## Task goal
Rewrite the data below as a JSON list of strings, one string per line and no strings for blank lines. Cover all of the data, but leave out the pictures.

## Record excerpts
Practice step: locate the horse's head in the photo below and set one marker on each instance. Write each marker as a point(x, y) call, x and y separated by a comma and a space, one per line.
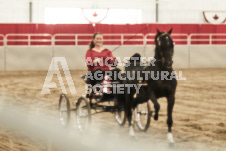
point(164, 48)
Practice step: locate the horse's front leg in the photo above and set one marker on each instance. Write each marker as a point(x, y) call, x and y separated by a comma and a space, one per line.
point(156, 105)
point(170, 101)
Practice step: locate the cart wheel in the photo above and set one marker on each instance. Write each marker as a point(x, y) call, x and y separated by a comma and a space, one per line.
point(64, 109)
point(83, 114)
point(120, 115)
point(143, 116)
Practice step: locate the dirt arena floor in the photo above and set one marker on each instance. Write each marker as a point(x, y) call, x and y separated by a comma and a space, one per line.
point(199, 113)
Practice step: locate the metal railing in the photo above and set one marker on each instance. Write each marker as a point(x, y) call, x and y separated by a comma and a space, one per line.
point(28, 39)
point(109, 39)
point(207, 39)
point(1, 40)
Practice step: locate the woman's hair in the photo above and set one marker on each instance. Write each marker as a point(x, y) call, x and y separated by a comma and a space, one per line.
point(91, 44)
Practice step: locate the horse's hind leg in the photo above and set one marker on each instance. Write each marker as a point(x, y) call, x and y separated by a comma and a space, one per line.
point(170, 101)
point(156, 105)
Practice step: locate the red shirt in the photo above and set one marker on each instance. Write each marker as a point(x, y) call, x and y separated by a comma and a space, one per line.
point(106, 57)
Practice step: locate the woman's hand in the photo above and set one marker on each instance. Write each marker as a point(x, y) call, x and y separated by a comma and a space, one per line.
point(97, 60)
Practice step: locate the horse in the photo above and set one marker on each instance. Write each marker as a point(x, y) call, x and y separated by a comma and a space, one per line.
point(156, 87)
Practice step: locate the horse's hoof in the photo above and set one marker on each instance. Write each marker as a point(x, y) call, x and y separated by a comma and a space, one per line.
point(133, 138)
point(172, 145)
point(156, 117)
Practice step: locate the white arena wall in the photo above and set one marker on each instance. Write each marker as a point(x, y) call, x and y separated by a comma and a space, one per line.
point(20, 58)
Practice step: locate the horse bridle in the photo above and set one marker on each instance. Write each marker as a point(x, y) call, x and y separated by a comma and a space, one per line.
point(162, 60)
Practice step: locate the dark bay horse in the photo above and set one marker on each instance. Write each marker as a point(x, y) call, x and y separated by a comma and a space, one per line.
point(159, 81)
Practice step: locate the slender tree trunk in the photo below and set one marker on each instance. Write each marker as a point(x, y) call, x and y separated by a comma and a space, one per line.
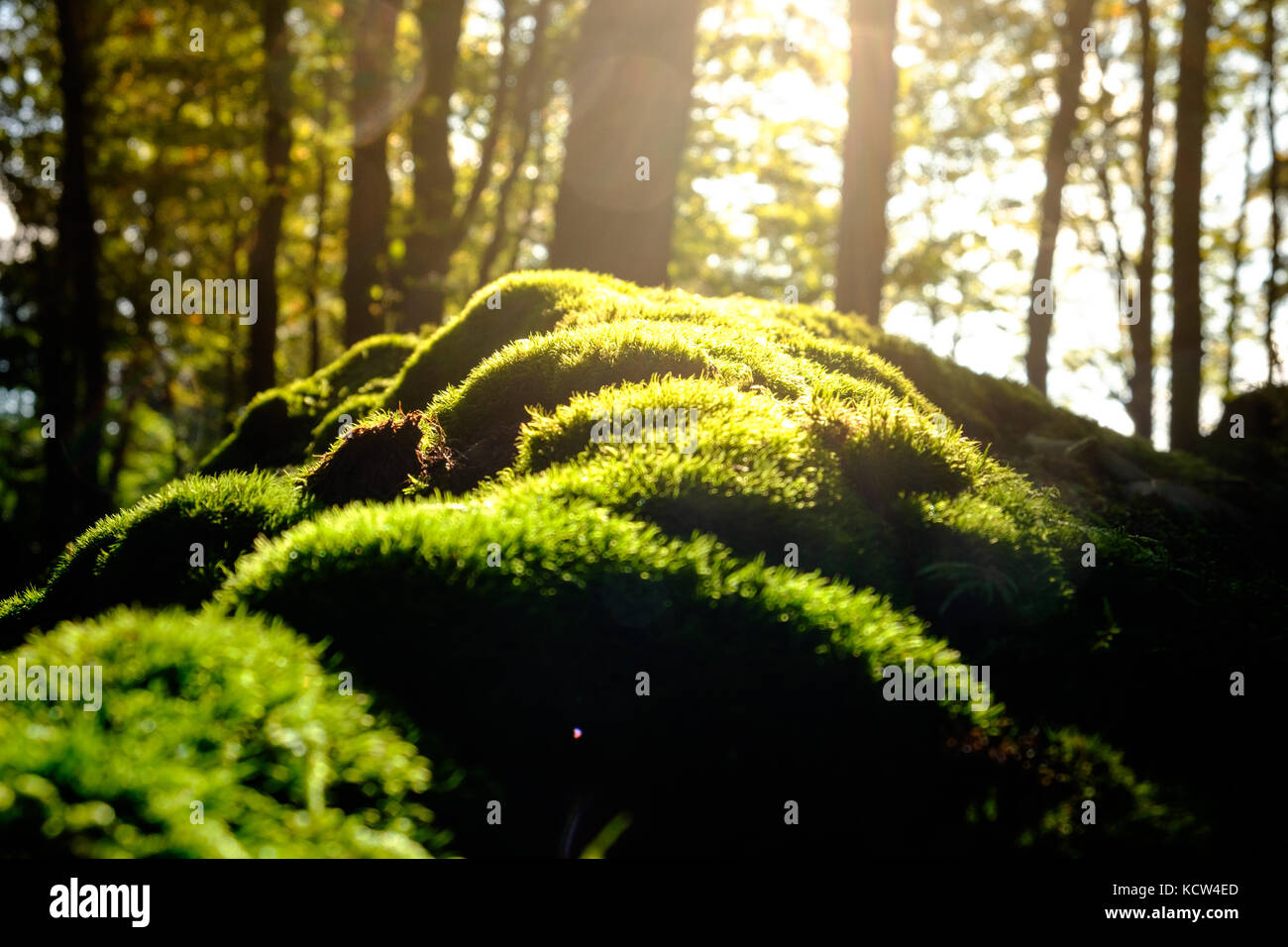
point(1077, 16)
point(430, 243)
point(1236, 254)
point(631, 95)
point(73, 363)
point(1186, 227)
point(373, 25)
point(868, 151)
point(278, 64)
point(529, 210)
point(532, 84)
point(1141, 335)
point(1273, 289)
point(325, 171)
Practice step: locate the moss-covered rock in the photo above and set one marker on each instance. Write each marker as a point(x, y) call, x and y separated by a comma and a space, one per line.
point(277, 427)
point(764, 684)
point(211, 738)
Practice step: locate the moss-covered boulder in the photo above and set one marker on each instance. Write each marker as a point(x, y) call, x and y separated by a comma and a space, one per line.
point(277, 427)
point(201, 737)
point(707, 690)
point(630, 551)
point(171, 548)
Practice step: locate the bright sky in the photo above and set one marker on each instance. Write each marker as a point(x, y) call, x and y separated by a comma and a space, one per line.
point(988, 342)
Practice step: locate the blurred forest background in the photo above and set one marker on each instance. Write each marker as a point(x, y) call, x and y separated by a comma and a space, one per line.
point(945, 167)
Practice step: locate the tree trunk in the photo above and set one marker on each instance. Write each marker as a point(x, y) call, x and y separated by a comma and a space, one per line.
point(262, 264)
point(1186, 258)
point(1236, 254)
point(630, 114)
point(432, 239)
point(1140, 408)
point(373, 24)
point(868, 151)
point(72, 363)
point(1273, 289)
point(1077, 16)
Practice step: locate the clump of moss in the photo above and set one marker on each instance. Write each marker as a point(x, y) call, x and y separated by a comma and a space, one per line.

## The output
[
  "Practice step: locate the horse's head in the photo below and set one marker on each instance. Write each marker as a point(x, y) call, x and y separated by a comma and a space, one per line.",
  "point(164, 48)",
  "Practice step: locate the horse's front leg in the photo above and set one marker on each instance. Write each marker as a point(x, y) call, x and y separated by a comma and a space, one per line.",
  "point(156, 105)",
  "point(170, 101)",
  "Practice step: locate the cart wheel in the photo above and set one marker on each instance. Write each marker as a point(x, y) call, x and y separated by a comma and a space, one per line.",
  "point(64, 109)",
  "point(83, 114)",
  "point(120, 115)",
  "point(143, 116)",
  "Practice step: locate the dirt arena floor in the photo above and set one marker on each instance. Write each marker as a point(x, y) call, x and y separated by a comma and a space, one per line.",
  "point(199, 113)",
  "Practice step: locate the metal railing in the photo above and set one marker on each instance. Write each marker as a point(x, y) call, x and y separated by a comma and a space, one per line.",
  "point(28, 39)",
  "point(109, 39)",
  "point(207, 39)",
  "point(1, 40)",
  "Practice step: locate the woman's hair in the photo above and set one marker on each instance. Write each marker as a point(x, y) call, x and y separated by a comma and a space, one per line.",
  "point(91, 44)",
  "Practice step: locate the horse's hind leg in the photo above and set one marker on each instance. Write each marker as a point(x, y) call, x and y separated by a comma and a space, one per line.",
  "point(170, 101)",
  "point(156, 105)",
  "Practice step: locate the red shirt in the photo above and set one marker on each instance. Write each marker as a point(x, y) call, x and y separated by a comma and a space, one per line.",
  "point(106, 57)",
  "Practice step: locate the woman's hand in the photo above and set one marker on each instance. Write each marker as a point(x, y) call, x and y separated by a comma and a space, one per line.",
  "point(97, 60)",
  "Practice step: locate the horse in the photo above and set one marker on each instance. Write each marker as a point(x, y) call, x and y separated by a comma and a space, one per line.",
  "point(156, 87)",
  "Practice step: locate the horse's hoof in the photo above and set one marker on each instance. Write each marker as a point(x, y) call, x and y separated by a comma and a space, one per line.",
  "point(133, 138)",
  "point(172, 145)",
  "point(156, 117)",
  "Practice step: locate the white arena wall in the photo above and set one marker on each instance. Write each marker as a point(x, y) call, x and y separated by a comma and a space, one per line.",
  "point(20, 58)",
  "Practice step: locate the horse bridle in the photo above and set one marker on each instance. Write each marker as a point(x, y) call, x and y separated by a comma and a space, one per line.",
  "point(162, 60)",
  "Practice step: locate the dark bay horse in the photo above and set one marker on each instance. Write each marker as a point(x, y) call, x and y separated by a comma and a space, one per line.",
  "point(159, 81)",
  "Practice step: locate the slender tree trunk in the photo below and set one marker on each instance. Write each marker as a point(x, y) call, x and y separated by a comma and a space, one per line.",
  "point(1077, 16)",
  "point(430, 243)",
  "point(1236, 254)",
  "point(631, 95)",
  "point(73, 363)",
  "point(1186, 227)",
  "point(373, 25)",
  "point(868, 151)",
  "point(278, 64)",
  "point(529, 210)",
  "point(532, 84)",
  "point(1141, 335)",
  "point(1273, 289)",
  "point(325, 171)",
  "Practice step: locate the moss-covered rock in the photo above and set one marker on each instance. Write each marker as a point(x, y) call, x and y separated by a comma and a space, one per line.",
  "point(277, 427)",
  "point(764, 684)",
  "point(211, 738)",
  "Practice step: locate the moss-covered boulder in the photo above and set one marker on each instance. Write each marker as a point(x, y) call, x and y separated by a comma and a space, one per line.",
  "point(277, 427)",
  "point(201, 737)",
  "point(707, 690)",
  "point(630, 551)",
  "point(171, 548)",
  "Practice step: locate the bright sky in the photo above and set one marker on each instance. Write each marker as a point(x, y) call, x and y separated by a comma and a space, one per line.",
  "point(988, 342)",
  "Practice step: locate the blurred forest background in the photo above and set one marker on each instance. Write each marker as a point(x, y) call, x and y separated by a comma and a space, one per line.",
  "point(945, 167)",
  "Practice step: locate the tree trunk in the photo above and set one marker on each instance. Write each marker as a point(x, y) call, x and y separated by a comma and a space, one per line.",
  "point(262, 264)",
  "point(1186, 258)",
  "point(1236, 254)",
  "point(630, 114)",
  "point(432, 239)",
  "point(1140, 408)",
  "point(373, 24)",
  "point(868, 151)",
  "point(72, 363)",
  "point(1273, 289)",
  "point(1077, 16)",
  "Practice step: locate the clump of moss in the photo above and set one marker on each instance. Write each marker as a point(x, y) call, x and y separated by a comma and a space, one per line."
]